-- Opening Marker --

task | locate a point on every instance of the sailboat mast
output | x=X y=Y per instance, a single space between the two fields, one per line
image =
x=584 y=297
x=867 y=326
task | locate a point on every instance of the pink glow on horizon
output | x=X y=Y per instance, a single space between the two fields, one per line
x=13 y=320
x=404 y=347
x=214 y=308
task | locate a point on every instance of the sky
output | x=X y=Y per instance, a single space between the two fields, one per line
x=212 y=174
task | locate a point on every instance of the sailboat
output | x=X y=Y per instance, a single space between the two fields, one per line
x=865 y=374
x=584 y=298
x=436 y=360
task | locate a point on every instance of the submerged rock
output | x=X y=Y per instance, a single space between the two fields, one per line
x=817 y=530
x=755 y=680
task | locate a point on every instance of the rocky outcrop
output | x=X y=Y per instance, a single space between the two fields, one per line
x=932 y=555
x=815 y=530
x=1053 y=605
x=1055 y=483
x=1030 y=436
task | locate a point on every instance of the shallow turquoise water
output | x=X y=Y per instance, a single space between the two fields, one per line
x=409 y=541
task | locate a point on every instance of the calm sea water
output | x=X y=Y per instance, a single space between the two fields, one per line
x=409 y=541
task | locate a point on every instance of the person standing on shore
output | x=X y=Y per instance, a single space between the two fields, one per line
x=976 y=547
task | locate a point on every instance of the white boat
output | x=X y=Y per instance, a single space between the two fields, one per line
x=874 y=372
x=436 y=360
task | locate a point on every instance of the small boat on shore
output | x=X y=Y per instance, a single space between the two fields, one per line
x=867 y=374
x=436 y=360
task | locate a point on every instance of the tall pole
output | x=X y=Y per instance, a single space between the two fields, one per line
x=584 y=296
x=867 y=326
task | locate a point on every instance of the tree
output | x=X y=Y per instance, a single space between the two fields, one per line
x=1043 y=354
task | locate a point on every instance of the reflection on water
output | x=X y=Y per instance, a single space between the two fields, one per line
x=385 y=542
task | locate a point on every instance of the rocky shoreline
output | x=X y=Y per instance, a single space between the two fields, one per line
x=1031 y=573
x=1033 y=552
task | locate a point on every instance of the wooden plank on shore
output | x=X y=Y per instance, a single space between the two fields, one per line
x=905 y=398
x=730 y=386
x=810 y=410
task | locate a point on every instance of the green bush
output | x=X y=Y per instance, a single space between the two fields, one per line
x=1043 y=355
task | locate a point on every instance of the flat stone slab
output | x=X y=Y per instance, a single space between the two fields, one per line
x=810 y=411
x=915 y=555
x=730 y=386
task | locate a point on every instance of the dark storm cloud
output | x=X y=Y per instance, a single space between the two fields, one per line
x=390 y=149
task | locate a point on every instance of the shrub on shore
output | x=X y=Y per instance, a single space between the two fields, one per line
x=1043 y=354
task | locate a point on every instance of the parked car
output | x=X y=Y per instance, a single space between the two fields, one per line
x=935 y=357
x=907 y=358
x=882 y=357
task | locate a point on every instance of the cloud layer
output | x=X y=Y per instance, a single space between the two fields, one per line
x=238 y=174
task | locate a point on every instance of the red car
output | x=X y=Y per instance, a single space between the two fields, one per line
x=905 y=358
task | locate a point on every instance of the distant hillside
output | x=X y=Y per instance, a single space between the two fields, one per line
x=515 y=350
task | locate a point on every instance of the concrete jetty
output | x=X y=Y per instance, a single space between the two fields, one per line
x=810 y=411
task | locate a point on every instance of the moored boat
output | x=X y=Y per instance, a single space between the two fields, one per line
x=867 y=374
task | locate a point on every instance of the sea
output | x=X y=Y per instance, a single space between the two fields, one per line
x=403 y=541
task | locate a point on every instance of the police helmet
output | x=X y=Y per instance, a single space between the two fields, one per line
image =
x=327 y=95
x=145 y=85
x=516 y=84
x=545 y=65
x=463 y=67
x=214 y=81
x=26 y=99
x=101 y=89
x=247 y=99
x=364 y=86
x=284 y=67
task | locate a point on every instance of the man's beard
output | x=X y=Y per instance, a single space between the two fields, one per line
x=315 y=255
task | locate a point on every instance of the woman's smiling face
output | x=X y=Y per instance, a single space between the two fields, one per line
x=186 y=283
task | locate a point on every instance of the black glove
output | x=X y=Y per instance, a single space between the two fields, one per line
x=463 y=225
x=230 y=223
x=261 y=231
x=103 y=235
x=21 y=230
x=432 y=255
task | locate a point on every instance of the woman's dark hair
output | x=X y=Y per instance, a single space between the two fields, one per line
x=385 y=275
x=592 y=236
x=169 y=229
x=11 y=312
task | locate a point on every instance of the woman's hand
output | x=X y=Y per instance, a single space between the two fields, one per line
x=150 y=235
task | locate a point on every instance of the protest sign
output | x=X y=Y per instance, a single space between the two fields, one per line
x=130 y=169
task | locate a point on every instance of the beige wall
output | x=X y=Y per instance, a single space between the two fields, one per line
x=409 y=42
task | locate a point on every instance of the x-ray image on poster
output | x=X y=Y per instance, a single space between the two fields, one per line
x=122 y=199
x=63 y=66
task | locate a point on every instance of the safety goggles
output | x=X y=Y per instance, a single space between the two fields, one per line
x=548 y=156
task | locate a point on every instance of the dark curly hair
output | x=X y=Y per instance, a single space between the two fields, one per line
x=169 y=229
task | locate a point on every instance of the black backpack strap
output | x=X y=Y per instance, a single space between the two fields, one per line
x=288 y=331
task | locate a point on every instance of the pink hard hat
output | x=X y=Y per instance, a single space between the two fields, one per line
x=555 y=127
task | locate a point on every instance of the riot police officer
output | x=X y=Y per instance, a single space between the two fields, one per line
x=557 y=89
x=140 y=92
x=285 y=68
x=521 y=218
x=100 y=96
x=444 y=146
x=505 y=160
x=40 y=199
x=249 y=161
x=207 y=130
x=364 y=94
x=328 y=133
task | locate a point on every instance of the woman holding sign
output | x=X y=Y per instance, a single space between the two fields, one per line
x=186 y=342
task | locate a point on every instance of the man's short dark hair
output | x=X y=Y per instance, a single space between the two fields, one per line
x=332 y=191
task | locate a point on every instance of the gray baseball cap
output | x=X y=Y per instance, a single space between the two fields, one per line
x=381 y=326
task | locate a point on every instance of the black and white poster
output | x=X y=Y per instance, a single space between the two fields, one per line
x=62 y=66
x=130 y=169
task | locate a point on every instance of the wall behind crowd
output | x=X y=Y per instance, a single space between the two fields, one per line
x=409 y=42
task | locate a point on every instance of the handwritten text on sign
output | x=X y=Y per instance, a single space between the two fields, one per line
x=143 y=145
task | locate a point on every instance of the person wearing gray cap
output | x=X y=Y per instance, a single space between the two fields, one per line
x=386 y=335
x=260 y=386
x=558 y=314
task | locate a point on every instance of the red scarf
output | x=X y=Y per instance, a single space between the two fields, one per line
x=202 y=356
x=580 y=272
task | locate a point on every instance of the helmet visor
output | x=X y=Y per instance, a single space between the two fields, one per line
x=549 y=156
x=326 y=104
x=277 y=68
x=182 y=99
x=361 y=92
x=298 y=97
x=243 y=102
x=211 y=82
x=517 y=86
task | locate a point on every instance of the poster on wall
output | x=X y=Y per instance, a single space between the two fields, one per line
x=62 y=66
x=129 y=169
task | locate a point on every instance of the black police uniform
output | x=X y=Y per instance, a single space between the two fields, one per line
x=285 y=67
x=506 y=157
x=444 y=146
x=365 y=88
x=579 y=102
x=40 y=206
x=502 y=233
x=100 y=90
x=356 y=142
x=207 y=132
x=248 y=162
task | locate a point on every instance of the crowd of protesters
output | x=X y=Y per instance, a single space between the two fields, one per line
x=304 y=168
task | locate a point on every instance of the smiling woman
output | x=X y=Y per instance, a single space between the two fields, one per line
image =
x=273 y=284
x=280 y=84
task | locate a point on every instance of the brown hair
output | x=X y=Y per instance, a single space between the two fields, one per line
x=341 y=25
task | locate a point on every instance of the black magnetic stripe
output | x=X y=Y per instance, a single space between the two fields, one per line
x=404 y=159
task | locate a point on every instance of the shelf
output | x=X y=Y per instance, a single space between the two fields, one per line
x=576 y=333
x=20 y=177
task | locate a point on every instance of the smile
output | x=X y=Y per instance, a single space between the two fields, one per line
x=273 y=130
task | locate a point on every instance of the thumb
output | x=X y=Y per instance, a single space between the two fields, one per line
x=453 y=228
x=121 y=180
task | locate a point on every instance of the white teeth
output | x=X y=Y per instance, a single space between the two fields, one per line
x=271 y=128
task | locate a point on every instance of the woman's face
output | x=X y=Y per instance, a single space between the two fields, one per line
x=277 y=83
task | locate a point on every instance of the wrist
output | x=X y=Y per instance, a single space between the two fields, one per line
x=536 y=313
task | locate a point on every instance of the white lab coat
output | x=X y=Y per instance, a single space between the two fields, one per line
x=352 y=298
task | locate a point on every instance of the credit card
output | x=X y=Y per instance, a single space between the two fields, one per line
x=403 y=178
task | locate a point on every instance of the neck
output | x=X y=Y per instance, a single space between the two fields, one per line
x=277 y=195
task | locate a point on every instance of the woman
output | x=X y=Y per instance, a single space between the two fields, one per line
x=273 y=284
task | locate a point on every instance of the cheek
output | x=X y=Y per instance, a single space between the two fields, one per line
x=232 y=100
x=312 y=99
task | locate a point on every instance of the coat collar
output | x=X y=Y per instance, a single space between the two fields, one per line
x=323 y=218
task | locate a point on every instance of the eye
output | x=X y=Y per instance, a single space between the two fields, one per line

-- Closing Marker --

# WHAT THE TASK ASKS
Wherever a line in the entries above holds "dark", copy that line.

# PROBLEM SOLUTION
task | locate a point on every instance of the dark storm cloud
task | locate a point on every instance of the woman's dark hair
task | locate a point on every instance of the dark curly hair
task | locate a point on every instance of the man's short dark hair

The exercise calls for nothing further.